= Text =

════════════════

Facebook chief executive and co-founder Mark Zuckerberg has found himself on the receiving end of a manipulated video being shared on social media, testing his company’s own content moderation policies Tuesday.
Uploaded over the weekend to Instagram, a Facebook-owned photo service, the so-called “deepfake” video was posted in the aftermath of Mr. Zuckerberg facing criticism for refusing to remove a doctored clip of House Speaker Nancy Pelosi shared widely last month.
“Imagine this for a second: One man, with total control of billions of people’s stolen data, all their secrets, their lives, their futures,” Mr. Zuckerberg seems to say in the computer-generated clip.
The video was made by combining actual footage of Mr. Zuckerberg taped during a 2017 interview with new audio recorded by a voice actor, Vice first reported Tuesday. It was created by artists Bill Posters and Daniel Howe for CannyAI, a self-described “deep tech startup” based in Israel, using the firm’s video dialogue replacement (VDR) technology, the website reported.

════════════════

= Supplied information =
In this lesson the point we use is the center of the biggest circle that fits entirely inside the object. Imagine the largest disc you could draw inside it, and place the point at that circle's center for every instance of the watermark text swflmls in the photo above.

════════════════

= Stated problem A =
According to the deepfake article, which Facebook-owned service was the video uploaded to?
= Stated problem B =
Name every person the deepfake article identifies by name.
= Stated problem C =
Carry on the deepfake article from the end of its last sentence.
The listing is separate from the deepfake article and is not part of it.

= Response A =
Instagram

= Response B =
Mark Zuckerberg, Nancy Pelosi, Bill Posters, Daniel Howe

= Response C =
Two years since Facebook was weaponized to propagate politically charged misinformation ahead of the 2016 U.S. presidential race, the company has more recently faced pressure to prevent its platforms from being used to spread manipulated videos like the one of Ms. Pelosi, California Democrat, that made headlines last month after being shared by President Trump’s personal attorney Rudolph Giuliani.
Facebook declined to prevent users from sharing the video of Ms. Pelosi, which had been slowed down to make it seem as if the House speaker was slurring her words, and instead said it would be demoted, or displayed less prominently.
“We will treat this information the same way we treat all misinformation on Instagram,” said a company spokesperson. “If third-party fact-checkers mark it as false, we will filter it from Instagram’s recommendation surfaces like Explore and hashtag pages.”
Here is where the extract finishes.